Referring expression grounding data
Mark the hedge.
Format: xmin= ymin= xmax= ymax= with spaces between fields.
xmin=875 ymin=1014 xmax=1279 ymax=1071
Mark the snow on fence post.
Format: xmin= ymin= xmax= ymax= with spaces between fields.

■ **What you should do**: The lines sought are those in the data above that include the string "Mark"; copy each one.

■ **Task response**:
Mark the hedge.
Mark the snow on fence post.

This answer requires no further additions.